__EXERCISE BRIEF__. No output is needed beyond the number of lines in the listing that contain the word "ridge".

__ENTRIES SUPPLIED__.
----------------

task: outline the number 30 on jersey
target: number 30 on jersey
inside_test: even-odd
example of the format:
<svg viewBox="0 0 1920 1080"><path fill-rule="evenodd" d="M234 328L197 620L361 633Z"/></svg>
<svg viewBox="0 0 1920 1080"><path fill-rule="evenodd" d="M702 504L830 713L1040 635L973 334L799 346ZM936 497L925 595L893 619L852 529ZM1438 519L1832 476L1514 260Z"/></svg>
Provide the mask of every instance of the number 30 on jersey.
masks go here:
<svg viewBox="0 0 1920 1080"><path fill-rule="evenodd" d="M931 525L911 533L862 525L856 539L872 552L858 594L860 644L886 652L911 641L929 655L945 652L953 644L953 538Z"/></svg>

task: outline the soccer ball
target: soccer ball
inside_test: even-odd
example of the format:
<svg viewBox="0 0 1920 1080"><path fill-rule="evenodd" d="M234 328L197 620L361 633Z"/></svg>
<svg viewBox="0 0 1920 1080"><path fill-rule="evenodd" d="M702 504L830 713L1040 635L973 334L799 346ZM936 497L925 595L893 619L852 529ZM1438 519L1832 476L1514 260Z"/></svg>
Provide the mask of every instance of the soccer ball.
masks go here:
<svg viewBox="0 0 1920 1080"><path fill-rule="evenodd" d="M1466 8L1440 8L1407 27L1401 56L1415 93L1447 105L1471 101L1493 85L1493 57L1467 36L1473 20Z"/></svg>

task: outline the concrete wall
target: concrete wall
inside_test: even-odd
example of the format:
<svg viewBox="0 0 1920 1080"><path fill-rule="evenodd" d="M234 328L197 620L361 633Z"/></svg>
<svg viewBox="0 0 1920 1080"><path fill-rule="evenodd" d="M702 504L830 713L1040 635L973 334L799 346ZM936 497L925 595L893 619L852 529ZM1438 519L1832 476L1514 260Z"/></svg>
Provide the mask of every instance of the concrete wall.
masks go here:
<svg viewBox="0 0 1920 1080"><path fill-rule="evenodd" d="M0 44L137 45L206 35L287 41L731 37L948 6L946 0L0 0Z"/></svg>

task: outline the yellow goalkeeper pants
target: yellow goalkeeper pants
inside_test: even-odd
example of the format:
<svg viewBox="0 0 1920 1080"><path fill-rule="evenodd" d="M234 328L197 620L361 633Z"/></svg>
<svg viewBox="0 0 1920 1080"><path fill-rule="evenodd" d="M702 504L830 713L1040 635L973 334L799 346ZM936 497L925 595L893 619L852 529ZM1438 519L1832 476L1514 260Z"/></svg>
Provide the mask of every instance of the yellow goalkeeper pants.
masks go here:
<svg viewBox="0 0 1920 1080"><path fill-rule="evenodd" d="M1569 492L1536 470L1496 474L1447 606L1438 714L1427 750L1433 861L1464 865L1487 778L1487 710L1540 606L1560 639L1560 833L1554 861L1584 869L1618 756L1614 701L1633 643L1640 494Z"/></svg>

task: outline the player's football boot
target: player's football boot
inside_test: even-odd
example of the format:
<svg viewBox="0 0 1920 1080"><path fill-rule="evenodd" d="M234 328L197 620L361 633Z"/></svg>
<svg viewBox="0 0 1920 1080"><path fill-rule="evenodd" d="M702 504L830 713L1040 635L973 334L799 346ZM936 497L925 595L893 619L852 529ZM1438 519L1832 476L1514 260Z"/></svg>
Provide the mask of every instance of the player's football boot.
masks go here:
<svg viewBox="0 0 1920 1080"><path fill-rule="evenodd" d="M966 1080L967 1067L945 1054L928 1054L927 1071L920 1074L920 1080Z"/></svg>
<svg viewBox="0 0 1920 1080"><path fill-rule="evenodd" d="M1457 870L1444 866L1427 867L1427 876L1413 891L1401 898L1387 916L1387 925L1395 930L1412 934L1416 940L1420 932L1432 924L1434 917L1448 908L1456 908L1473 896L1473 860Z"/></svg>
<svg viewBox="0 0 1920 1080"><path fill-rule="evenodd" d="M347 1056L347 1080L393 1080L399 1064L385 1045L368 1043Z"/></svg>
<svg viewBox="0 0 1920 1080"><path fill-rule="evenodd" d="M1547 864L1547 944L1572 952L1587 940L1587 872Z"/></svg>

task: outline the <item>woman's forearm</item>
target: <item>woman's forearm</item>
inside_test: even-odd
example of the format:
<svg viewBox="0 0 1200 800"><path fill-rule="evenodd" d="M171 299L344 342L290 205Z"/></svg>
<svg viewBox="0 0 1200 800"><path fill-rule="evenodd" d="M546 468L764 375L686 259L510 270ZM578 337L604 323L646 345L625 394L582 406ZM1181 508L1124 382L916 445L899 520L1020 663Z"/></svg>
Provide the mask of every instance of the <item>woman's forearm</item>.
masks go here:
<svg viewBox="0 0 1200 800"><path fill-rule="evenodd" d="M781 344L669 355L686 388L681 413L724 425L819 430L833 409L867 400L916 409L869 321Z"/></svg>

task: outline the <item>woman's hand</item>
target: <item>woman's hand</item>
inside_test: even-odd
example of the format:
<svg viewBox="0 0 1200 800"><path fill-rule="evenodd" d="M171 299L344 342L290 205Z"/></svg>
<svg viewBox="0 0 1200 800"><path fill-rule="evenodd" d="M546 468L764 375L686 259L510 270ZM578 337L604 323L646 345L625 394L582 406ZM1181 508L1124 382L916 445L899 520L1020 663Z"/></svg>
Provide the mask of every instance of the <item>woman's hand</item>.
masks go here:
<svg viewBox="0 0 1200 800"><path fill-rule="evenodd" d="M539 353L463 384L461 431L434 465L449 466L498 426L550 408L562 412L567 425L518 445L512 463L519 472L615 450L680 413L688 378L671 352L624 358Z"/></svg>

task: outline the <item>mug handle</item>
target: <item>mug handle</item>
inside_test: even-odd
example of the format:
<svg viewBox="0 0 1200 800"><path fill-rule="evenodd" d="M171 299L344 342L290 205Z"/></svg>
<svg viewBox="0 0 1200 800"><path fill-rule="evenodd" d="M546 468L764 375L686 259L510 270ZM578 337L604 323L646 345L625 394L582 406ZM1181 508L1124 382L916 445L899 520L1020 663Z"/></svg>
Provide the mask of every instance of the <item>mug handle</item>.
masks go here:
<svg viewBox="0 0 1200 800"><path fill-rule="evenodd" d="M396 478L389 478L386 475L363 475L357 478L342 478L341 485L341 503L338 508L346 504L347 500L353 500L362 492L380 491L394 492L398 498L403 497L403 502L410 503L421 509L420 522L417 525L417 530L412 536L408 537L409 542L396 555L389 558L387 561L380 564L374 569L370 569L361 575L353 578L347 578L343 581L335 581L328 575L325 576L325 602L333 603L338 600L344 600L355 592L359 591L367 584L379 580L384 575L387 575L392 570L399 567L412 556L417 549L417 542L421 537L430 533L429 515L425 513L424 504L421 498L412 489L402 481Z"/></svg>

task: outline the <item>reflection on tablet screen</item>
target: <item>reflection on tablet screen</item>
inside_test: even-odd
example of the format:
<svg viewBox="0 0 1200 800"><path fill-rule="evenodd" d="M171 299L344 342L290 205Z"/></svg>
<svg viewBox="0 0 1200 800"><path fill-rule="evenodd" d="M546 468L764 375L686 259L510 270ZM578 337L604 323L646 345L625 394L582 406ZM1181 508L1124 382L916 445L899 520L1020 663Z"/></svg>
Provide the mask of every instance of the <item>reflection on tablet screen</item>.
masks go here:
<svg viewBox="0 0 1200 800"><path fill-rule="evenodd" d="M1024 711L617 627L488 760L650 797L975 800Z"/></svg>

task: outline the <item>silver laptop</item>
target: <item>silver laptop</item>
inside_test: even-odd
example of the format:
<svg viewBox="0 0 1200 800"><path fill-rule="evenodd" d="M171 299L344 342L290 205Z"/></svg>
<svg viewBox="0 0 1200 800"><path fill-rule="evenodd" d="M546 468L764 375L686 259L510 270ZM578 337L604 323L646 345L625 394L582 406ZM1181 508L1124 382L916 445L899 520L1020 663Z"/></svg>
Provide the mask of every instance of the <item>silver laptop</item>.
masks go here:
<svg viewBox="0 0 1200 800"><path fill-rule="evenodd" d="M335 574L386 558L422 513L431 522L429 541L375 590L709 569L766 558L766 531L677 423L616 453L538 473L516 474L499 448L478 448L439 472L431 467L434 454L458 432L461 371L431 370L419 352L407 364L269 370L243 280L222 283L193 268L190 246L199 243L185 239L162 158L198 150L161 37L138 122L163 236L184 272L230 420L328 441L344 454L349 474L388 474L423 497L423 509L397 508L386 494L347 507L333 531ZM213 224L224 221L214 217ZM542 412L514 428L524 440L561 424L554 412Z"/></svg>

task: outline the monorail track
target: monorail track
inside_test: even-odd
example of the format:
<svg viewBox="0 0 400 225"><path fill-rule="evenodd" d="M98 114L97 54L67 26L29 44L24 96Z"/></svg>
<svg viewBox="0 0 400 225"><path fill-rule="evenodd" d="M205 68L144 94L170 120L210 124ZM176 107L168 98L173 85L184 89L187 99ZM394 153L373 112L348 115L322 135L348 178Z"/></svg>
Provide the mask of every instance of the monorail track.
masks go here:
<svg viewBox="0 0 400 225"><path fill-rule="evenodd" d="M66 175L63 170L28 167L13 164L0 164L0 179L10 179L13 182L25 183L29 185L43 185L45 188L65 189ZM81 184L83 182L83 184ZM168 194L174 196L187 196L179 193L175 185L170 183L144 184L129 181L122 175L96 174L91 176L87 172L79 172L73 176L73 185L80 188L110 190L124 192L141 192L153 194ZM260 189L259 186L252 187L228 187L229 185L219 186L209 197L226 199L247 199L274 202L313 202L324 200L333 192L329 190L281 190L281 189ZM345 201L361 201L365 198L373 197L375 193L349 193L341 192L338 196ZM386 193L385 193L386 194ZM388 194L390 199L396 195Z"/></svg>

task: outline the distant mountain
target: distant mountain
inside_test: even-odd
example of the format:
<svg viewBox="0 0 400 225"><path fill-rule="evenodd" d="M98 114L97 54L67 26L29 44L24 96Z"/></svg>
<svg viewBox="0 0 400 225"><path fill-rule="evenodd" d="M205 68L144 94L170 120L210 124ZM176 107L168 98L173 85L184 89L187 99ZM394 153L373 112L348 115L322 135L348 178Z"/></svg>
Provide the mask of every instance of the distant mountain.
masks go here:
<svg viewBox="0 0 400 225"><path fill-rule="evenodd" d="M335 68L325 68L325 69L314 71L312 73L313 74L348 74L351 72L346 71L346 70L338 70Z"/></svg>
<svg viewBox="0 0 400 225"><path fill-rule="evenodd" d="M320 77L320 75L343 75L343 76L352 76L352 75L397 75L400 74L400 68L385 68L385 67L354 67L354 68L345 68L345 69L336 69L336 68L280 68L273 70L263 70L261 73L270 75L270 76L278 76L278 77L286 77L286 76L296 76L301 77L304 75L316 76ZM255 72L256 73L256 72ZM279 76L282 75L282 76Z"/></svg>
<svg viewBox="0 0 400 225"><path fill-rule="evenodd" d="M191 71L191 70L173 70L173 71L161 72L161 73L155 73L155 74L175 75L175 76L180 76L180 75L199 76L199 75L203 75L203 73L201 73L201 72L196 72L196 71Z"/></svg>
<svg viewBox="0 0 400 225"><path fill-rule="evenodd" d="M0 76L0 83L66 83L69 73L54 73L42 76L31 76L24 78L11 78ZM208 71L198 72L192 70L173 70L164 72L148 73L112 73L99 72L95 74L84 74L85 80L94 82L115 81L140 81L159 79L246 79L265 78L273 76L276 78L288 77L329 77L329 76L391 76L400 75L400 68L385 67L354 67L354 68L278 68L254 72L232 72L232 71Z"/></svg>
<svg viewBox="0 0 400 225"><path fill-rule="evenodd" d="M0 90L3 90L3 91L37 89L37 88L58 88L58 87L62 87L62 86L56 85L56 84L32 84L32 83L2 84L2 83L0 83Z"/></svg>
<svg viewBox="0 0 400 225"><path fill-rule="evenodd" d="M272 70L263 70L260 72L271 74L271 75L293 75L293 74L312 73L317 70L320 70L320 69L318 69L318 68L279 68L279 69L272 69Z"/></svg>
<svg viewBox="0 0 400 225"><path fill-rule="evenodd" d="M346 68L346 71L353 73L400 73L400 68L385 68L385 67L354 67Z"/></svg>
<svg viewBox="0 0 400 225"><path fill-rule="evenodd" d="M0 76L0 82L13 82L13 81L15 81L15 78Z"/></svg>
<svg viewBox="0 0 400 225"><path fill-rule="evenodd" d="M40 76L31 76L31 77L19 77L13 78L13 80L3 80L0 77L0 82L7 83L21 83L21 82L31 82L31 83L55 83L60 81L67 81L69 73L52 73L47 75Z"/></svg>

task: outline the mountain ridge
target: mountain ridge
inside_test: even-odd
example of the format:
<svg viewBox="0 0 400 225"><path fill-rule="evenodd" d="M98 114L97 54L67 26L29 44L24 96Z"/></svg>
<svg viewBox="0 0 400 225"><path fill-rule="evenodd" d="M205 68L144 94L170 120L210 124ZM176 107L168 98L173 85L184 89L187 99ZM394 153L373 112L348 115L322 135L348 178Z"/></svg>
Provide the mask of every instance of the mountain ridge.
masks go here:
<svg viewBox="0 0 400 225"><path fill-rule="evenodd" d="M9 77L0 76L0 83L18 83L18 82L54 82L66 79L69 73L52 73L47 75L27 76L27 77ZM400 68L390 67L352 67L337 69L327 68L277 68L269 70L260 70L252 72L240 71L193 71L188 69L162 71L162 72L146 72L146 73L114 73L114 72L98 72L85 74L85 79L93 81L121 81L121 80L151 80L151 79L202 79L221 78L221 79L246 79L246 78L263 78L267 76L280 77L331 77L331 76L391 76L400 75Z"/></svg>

----------------

__TASK SOLUTION__. 3